── EXCERPTED PASSAGE ──
You don’t need a new GPU to get more frames. Overclocking your existing graphics card costs $0 and typically delivers 5–15% more performance — gains that previously required spending $300 or more on a GPU upgrade. If you’ve been leaving that performance on the table because overclocking sounded complicated or dangerous, this guide changes that.
The process is straightforward: download one free tool, adjust four sliders in a specific order, and run a stability test. Modern GPUs have built-in thermal protection so they won’t damage themselves if you follow the steps. By the end, you’ll have a saved overclock profile you can load with a single click before every session.
This guide pairs with our PC Optimisation guide for the full performance picture. If GPU settings terminology is new to you, start with Game Settings Explained first.
What GPU Overclocking Actually Does
Your GPU has two main performance levers: the core clock and the memory clock.
The core clock — measured in MHz — controls how fast the GPU’s shader processors run. These are the thousands of compute units doing the actual rendering work each frame. More MHz here translates directly to more FPS. The memory clock controls how quickly data moves in and out of your VRAM. It matters most at higher resolutions and in VRAM-heavy games; raising it gives a secondary performance boost on top of the core clock gain.
───
── SUPPLIED RECORDS ──
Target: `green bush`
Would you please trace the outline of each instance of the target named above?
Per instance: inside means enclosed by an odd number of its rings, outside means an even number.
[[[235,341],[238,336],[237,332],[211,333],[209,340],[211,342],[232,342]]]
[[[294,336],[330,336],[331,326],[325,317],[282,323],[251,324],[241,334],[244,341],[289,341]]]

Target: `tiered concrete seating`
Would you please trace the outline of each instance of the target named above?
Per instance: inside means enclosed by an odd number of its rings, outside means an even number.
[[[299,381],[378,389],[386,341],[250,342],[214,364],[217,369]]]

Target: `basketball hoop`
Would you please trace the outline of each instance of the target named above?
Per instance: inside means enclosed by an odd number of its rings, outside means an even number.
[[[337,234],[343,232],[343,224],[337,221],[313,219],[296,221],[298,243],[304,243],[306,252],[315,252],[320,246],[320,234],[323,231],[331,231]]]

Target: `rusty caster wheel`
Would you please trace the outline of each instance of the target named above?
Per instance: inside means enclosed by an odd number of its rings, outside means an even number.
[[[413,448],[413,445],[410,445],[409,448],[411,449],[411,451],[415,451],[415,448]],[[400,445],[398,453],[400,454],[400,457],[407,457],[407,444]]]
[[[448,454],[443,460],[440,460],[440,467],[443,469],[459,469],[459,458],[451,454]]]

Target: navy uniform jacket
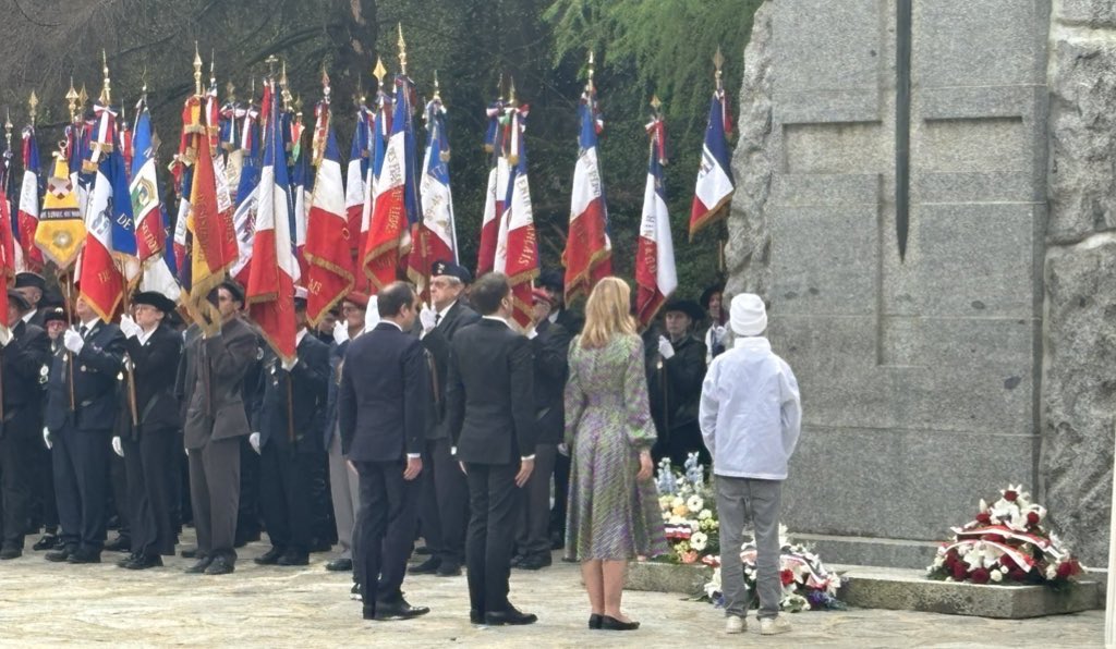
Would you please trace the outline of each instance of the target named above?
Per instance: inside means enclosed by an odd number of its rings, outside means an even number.
[[[535,367],[530,341],[489,318],[453,337],[446,422],[458,459],[518,463],[535,453]]]
[[[44,367],[50,362],[50,338],[47,332],[22,320],[11,330],[12,339],[0,357],[3,358],[3,424],[0,436],[37,435],[42,427]]]
[[[430,374],[423,346],[392,322],[352,340],[337,398],[341,453],[395,462],[425,443]]]
[[[269,348],[259,378],[260,398],[252,416],[252,429],[260,434],[260,448],[276,444],[290,447],[290,433],[300,452],[321,451],[321,427],[326,414],[326,385],[329,378],[329,346],[307,332],[295,350],[298,362],[287,371]],[[294,397],[294,428],[287,422],[287,384]]]
[[[69,420],[79,430],[112,430],[116,423],[117,381],[124,368],[124,335],[116,324],[96,320],[85,336],[81,353],[70,355],[59,337],[47,380],[47,428]],[[74,411],[70,411],[70,357],[74,365]],[[71,418],[73,417],[73,418]]]

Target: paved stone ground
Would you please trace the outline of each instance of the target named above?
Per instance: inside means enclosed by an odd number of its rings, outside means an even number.
[[[30,545],[30,543],[28,543]],[[530,627],[469,623],[465,578],[408,578],[407,599],[429,606],[419,620],[365,622],[348,599],[347,574],[329,573],[328,555],[306,568],[262,568],[240,553],[237,573],[189,575],[191,562],[142,572],[100,565],[55,564],[41,553],[0,563],[0,645],[11,647],[192,645],[198,647],[1083,647],[1101,643],[1104,613],[1089,611],[1009,621],[883,610],[791,616],[793,631],[763,638],[754,618],[744,636],[723,633],[720,610],[667,593],[627,592],[635,632],[589,631],[588,604],[576,565],[513,571],[512,601],[539,614]],[[556,554],[557,556],[557,554]]]

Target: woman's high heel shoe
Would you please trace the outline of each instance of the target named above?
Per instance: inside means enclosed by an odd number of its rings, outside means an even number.
[[[639,628],[639,622],[622,622],[612,616],[602,616],[600,629],[603,631],[635,631]]]

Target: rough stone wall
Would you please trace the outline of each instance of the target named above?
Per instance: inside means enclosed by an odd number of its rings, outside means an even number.
[[[1040,494],[1074,551],[1104,565],[1116,423],[1116,4],[1055,2],[1049,57]]]
[[[737,192],[732,196],[729,242],[724,249],[729,281],[725,292],[767,297],[771,275],[771,235],[767,203],[775,173],[771,130],[771,19],[775,8],[764,2],[752,22],[752,38],[744,49],[744,83],[737,118],[740,141],[732,154]]]

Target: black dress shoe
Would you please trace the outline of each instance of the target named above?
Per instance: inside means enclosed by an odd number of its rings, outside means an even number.
[[[520,568],[522,570],[541,570],[543,568],[548,568],[552,561],[554,560],[550,559],[549,553],[536,554],[532,556],[525,556],[516,568]]]
[[[410,574],[434,574],[437,569],[442,565],[442,560],[437,556],[431,556],[426,561],[423,561],[419,565],[412,565],[407,569]]]
[[[106,552],[131,552],[132,551],[132,539],[127,536],[117,535],[108,543],[105,543]]]
[[[600,617],[600,630],[602,631],[635,631],[639,628],[639,622],[622,622],[612,616]]]
[[[201,559],[198,560],[196,563],[183,570],[183,572],[185,572],[186,574],[201,574],[205,572],[205,569],[209,568],[210,563],[212,562],[213,560],[210,559],[209,556],[202,556]]]
[[[288,550],[283,552],[283,555],[276,561],[276,565],[309,565],[310,558],[306,552],[296,552],[294,550]]]
[[[231,574],[237,568],[233,565],[232,561],[225,559],[224,556],[218,556],[209,564],[205,569],[205,574]]]
[[[263,554],[260,554],[252,561],[259,563],[260,565],[275,565],[279,563],[279,559],[283,555],[283,553],[285,552],[282,548],[276,548],[275,545],[272,545],[271,550],[268,550]]]
[[[35,550],[36,552],[54,550],[56,543],[58,543],[58,536],[55,536],[54,534],[44,534],[42,539],[39,539],[35,542],[35,545],[31,545],[31,550]]]
[[[70,552],[70,555],[66,558],[67,563],[100,563],[100,551],[99,550],[85,550],[78,549],[76,552]]]
[[[55,563],[61,563],[62,561],[66,561],[67,559],[69,559],[70,552],[74,552],[76,550],[77,550],[76,548],[66,548],[66,546],[62,546],[62,548],[60,548],[58,550],[51,550],[50,552],[47,552],[46,554],[42,555],[42,558],[46,559],[47,561],[54,561]]]
[[[430,612],[430,607],[412,607],[407,600],[400,598],[395,601],[376,602],[376,619],[384,620],[410,620]]]
[[[539,620],[535,613],[522,613],[516,607],[508,604],[503,611],[488,611],[484,613],[484,623],[490,627],[502,627],[503,624],[533,624]]]
[[[128,570],[147,570],[148,568],[158,568],[161,565],[163,565],[163,558],[158,554],[141,554],[124,564],[124,568]]]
───
## [JOBS]
a - According to the GPU overclocking guide, how much extra performance does overclocking an existing graphics card typically deliver?
b - List every line of the records that contains the string "shoe", and treat uppercase and lowercase letters as different.

## [RESPONSE LIST]
a - Typically 5–15% more performance.

b -
Target: woman's high heel shoe
Target: black dress shoe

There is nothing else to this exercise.